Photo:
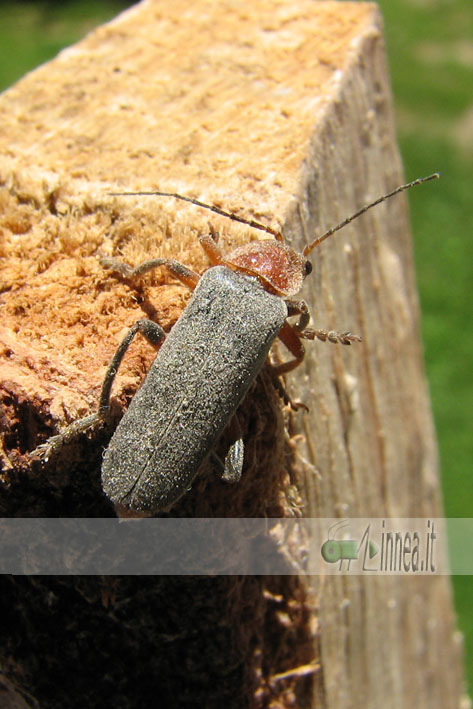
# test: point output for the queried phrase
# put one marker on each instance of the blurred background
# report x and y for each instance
(430, 50)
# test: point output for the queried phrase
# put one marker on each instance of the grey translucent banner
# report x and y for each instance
(171, 546)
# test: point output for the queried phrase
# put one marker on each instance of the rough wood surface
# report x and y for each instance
(280, 112)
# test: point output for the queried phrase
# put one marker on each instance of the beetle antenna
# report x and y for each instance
(408, 185)
(249, 222)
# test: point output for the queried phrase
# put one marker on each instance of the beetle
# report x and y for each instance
(206, 364)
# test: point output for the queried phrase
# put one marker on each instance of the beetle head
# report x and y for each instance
(279, 268)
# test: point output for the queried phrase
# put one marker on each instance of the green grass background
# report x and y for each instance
(430, 49)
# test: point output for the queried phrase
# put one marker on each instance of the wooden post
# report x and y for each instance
(280, 112)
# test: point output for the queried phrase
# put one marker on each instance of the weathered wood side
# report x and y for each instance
(280, 112)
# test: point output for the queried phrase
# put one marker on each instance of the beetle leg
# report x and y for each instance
(342, 338)
(299, 307)
(154, 333)
(178, 270)
(290, 336)
(233, 466)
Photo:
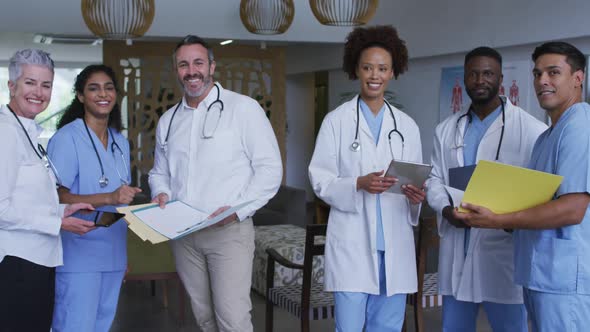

### [Short task]
Which lines in the rows above contain the word "background"? Collect each of them and copy it out in full.

### [Exercise answer]
# put one marker on each instance of the blurred background
# put one marker on each instance of the green grass background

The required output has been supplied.